*Problem:*
Please repeat the records exactly from their first line, finishing at the line containing "the grass patch?" and including it.
BEGIN Study material
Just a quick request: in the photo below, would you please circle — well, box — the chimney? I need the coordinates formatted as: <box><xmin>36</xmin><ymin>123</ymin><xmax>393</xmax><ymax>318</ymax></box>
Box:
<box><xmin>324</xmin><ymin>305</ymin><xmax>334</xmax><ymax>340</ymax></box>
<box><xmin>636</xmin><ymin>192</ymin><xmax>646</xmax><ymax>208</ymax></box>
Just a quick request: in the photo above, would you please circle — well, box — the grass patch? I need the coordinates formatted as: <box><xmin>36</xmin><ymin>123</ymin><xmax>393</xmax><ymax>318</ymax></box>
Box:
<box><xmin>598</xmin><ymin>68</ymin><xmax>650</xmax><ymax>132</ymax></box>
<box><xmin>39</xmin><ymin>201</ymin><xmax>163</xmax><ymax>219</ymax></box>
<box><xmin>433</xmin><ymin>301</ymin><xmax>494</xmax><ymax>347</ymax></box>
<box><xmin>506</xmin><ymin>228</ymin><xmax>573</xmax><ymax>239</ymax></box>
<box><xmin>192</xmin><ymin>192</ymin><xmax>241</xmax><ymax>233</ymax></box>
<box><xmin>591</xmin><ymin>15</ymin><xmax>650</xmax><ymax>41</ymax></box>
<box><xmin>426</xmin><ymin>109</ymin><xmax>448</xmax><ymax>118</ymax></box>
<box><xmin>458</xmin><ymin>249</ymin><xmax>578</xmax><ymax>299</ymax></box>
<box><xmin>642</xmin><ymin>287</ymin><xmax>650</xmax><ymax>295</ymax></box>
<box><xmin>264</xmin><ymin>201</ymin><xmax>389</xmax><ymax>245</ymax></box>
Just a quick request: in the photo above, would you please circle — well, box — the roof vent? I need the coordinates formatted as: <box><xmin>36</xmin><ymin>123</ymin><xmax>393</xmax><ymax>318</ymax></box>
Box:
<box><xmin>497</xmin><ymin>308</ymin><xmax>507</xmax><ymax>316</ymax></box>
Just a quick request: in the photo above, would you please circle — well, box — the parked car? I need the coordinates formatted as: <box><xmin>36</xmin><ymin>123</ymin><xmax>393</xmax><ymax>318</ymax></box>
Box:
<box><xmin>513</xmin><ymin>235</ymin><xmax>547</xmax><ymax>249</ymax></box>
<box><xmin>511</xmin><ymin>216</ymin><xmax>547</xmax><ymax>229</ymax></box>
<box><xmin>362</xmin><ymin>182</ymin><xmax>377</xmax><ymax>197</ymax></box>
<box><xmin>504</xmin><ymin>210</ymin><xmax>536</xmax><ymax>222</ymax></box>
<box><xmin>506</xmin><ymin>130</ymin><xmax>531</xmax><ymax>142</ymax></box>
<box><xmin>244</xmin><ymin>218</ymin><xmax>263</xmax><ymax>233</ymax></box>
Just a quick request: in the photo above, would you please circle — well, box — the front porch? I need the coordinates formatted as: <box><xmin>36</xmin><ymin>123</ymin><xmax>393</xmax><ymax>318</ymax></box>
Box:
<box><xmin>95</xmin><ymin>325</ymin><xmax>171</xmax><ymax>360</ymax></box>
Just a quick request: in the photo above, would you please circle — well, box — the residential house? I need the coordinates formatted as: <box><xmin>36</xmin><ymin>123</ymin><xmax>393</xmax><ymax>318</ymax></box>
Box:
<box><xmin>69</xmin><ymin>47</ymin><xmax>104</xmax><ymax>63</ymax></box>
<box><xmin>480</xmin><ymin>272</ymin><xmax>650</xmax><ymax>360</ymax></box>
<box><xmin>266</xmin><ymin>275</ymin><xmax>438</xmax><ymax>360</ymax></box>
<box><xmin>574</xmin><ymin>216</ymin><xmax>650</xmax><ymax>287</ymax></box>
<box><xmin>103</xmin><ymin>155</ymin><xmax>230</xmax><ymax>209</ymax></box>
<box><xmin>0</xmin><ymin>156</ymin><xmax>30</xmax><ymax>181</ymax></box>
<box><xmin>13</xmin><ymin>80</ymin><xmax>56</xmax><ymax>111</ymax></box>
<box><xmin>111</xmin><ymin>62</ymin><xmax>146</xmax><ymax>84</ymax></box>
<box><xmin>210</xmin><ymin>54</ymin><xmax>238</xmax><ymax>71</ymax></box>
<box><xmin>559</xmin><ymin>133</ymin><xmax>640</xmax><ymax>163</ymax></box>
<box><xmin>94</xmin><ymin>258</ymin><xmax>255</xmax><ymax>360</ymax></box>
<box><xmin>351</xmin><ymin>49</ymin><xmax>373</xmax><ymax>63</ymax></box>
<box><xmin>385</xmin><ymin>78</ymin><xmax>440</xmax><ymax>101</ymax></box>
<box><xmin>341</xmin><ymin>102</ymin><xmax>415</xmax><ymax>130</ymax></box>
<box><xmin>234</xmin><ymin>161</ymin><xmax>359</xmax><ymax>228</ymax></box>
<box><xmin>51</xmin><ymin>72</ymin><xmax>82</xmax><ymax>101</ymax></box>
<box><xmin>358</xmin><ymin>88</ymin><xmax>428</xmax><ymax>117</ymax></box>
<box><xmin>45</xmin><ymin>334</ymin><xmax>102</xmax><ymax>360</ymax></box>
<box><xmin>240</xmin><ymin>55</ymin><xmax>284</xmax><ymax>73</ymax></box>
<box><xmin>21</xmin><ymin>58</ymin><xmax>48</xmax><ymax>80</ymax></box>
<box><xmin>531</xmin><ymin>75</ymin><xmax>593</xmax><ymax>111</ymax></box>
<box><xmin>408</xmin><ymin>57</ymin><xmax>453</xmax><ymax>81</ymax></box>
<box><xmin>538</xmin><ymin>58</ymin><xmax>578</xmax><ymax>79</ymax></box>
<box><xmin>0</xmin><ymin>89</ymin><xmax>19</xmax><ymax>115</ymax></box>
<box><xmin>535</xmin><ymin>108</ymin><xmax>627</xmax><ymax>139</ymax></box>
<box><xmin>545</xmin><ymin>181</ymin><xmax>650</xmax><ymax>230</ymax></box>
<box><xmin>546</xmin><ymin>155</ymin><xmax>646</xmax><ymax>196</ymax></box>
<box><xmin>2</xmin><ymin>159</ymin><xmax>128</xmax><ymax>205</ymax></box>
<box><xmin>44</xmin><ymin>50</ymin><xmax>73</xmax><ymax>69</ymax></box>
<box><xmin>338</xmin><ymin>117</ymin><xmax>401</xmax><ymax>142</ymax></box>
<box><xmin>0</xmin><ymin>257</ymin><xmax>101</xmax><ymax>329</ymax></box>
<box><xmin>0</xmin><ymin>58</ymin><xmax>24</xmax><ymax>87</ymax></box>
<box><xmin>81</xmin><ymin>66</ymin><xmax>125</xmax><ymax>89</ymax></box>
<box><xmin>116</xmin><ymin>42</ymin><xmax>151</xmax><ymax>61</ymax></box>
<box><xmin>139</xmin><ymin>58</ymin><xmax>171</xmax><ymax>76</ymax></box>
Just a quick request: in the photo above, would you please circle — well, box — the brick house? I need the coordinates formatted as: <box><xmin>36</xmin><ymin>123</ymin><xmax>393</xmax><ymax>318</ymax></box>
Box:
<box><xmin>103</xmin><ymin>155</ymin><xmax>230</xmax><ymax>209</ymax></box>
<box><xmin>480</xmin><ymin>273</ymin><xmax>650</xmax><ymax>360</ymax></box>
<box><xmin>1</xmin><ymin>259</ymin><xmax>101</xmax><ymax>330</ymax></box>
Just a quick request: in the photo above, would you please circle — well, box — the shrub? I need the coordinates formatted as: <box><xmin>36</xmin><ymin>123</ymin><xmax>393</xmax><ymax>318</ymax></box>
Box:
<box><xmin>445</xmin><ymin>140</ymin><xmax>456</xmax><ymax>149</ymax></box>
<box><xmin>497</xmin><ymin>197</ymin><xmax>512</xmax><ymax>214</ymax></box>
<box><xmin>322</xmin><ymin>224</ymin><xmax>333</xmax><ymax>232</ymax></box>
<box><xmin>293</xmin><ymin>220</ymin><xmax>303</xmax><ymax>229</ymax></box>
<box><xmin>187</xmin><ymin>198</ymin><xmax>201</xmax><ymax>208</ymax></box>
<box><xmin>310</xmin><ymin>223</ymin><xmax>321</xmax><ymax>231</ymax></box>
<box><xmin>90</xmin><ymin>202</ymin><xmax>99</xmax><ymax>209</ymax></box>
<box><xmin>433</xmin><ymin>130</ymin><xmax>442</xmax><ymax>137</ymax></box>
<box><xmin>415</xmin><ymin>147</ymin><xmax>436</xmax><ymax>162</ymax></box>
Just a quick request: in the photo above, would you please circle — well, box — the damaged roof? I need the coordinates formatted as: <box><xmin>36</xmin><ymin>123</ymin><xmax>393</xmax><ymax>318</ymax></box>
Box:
END Study material
*Task solution:*
Just a quick request: in the photo below, would you please circle — well, box — the chimney? I need the coordinates formatted as: <box><xmin>36</xmin><ymin>123</ymin><xmax>393</xmax><ymax>318</ymax></box>
Box:
<box><xmin>324</xmin><ymin>305</ymin><xmax>334</xmax><ymax>340</ymax></box>
<box><xmin>636</xmin><ymin>192</ymin><xmax>646</xmax><ymax>208</ymax></box>
Just a quick request: in the photo above, would you please circle — well, box — the grass patch? I need the coordinates formatted as: <box><xmin>36</xmin><ymin>123</ymin><xmax>393</xmax><ymax>318</ymax></box>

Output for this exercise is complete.